Interesting Discussions

Note: some basic problems are discussed in the short demo, while more advanced problems are discussed here because they are more relavant to this extended work.

Overfitting of Adam

I our experiments, we found adam makes the models converge much faster than other optimizers. However, these models would overfit severely in 1-2 epochs, including shallow models (e.g. FM) and deep models.

The first solution is by choosing different optimizers. We find adagrad is more robust when learning rate and L2 regularization are set properly, and is not overfitting after 30+ epochs. However, the performance of adagrad on test set is no better than adam. Thus there is a trade-off between robustness and performance. For some enviroments requiring high robustness (e.g., online experiments), adagrad may be a better choice.

I believe the overfitting of adam starts from the embedding vectors, i.e., the embedding vectors are more likely to overfit. And I notice the variance of embedding vectors grows steadily when using adam even with large L2 penalty. An assumption about the gradients of adam has been discussed in the paper 4.3.

Another solution is regularization. In paper 4.4, we empirically discussed several popular regularization methods. In addition, I discussed those methods with other teams working on this direction through email. The most effective regularization would be weight decay and learning rate schedule. Many proofs can been found, including the paper Fixing weight decay regularization in Adam, the performance of adagrad (adagrad naturally decays learning rates during training), and some practices in other tasks (e.g., the training code of Bert by google and GPT by openai).

The last question is why overfitting in recommendation/CTR prediction. A possible reason is the distribution shift between train test sets is much severe in high-dimensional sparse scenarios.

Performance Gain of Deep Models

Even though more and more complicated deep models are proposed for such high-dimensional sparse data, deeper networks can hardly outperform shallower networks significantly. In another word, the performance gain is less and less when networks grow deeper and deeper.

---------------

**TASKS FOR THIS EXERCISE**
(a) From the notes on Adam overfitting, output the passage from "I believe the" up to and including "GPT by openai).".
(b) In the notes on Adam overfitting, which regularization methods are named as the most effective?

Image point grounding data
---------------

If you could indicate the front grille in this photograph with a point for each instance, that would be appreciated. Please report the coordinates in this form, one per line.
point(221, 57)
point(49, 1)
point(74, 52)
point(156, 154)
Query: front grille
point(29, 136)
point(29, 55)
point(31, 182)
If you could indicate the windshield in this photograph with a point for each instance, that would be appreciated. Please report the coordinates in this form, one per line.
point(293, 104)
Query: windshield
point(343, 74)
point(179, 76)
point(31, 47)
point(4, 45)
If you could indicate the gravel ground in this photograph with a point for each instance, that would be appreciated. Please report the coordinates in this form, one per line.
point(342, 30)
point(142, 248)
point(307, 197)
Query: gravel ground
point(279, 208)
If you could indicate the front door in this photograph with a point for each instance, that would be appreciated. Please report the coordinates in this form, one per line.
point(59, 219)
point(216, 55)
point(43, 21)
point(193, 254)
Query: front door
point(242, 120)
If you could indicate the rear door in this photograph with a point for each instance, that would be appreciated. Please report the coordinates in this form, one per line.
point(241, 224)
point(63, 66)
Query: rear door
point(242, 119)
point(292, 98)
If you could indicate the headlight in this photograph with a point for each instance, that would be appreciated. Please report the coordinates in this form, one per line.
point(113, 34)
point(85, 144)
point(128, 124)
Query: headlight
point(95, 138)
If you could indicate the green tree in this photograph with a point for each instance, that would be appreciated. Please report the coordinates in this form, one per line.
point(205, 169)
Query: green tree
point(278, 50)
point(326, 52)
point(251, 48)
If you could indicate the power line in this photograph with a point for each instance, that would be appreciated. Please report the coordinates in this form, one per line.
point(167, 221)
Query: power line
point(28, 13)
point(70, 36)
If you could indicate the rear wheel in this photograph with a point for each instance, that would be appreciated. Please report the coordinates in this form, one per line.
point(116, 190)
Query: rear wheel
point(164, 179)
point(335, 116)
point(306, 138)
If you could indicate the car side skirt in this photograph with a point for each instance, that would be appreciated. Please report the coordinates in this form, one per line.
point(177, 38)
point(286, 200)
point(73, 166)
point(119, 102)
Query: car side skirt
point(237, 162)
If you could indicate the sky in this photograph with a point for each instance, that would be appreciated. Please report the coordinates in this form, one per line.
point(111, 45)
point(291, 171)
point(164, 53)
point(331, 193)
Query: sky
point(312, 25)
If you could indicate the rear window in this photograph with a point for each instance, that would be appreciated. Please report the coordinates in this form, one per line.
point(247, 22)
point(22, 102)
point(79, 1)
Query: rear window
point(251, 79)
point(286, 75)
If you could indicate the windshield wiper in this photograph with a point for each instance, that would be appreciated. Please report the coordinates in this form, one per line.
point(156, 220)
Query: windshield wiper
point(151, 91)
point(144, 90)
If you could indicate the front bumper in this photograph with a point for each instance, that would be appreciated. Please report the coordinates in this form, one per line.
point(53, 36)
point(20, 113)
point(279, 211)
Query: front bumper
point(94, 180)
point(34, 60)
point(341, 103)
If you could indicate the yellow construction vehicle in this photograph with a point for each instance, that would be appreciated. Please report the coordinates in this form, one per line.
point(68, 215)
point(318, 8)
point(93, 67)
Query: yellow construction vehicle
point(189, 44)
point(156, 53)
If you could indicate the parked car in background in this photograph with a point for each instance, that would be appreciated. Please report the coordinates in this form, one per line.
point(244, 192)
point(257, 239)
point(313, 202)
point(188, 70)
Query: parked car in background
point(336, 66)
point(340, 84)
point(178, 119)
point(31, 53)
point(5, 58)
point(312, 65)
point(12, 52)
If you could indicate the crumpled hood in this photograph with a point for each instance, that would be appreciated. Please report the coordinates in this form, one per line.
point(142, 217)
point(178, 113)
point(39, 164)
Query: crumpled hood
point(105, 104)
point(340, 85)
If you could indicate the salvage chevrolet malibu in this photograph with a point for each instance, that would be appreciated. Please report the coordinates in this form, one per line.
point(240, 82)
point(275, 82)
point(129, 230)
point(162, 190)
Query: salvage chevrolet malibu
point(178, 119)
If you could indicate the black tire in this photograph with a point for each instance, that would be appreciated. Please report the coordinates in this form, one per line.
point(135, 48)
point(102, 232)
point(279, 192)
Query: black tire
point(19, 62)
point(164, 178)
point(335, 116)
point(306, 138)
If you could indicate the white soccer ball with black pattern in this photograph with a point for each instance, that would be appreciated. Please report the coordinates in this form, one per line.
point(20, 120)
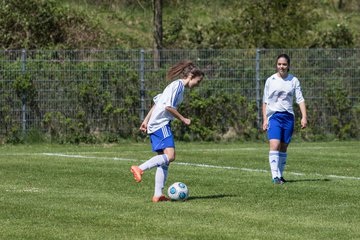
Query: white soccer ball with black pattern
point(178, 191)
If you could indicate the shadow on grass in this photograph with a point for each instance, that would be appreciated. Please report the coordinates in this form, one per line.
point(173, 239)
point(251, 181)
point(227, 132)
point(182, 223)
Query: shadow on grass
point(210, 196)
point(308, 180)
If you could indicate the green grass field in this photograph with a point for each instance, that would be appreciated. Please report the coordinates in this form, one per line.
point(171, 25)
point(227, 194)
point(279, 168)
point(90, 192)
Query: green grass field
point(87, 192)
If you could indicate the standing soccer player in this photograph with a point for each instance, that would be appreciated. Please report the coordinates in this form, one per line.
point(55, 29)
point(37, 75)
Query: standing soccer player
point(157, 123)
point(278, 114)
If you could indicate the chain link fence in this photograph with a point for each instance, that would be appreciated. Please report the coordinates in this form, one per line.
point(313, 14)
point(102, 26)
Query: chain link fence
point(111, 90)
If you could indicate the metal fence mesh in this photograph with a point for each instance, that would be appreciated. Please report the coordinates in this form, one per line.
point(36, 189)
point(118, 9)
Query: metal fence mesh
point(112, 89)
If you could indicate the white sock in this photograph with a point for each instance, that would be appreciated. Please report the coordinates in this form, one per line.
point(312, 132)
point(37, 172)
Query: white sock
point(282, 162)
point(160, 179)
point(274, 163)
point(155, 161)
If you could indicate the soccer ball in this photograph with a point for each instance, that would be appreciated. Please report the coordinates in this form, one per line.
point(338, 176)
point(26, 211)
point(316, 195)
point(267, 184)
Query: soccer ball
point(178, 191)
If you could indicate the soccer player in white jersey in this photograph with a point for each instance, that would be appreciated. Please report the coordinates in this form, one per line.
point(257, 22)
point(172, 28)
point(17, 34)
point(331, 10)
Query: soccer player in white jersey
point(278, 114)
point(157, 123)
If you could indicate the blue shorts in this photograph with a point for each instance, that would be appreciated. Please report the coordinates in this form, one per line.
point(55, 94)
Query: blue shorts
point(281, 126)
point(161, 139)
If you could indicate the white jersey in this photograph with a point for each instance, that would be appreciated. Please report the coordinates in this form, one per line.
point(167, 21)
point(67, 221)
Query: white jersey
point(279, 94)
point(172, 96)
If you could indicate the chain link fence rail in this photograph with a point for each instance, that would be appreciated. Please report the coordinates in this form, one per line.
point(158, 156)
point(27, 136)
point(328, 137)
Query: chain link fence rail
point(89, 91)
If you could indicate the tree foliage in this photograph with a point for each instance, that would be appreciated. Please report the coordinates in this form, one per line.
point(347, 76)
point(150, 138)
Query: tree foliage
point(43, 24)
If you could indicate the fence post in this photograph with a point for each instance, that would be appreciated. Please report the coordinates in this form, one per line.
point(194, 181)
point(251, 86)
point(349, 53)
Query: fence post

---------------

**ANSWERS BELOW**
(a)
I believe the overfitting of adam starts from the embedding vectors, i.e., the embedding vectors are more likely to overfit. And I notice the variance of embedding vectors grows steadily when using adam even with large L2 penalty. An assumption about the gradients of adam has been discussed in the paper 4.3.

Another solution is regularization. In paper 4.4, we empirically discussed several popular regularization methods. In addition, I discussed those methods with other teams working on this direction through email. The most effective regularization would be weight decay and learning rate schedule. Many proofs can been found, including the paper Fixing weight decay regularization in Adam, the performance of adagrad (adagrad naturally decays learning rates during training), and some practices in other tasks (e.g., the training code of Bert by google and GPT by openai).

(b) Weight decay and learning rate schedule.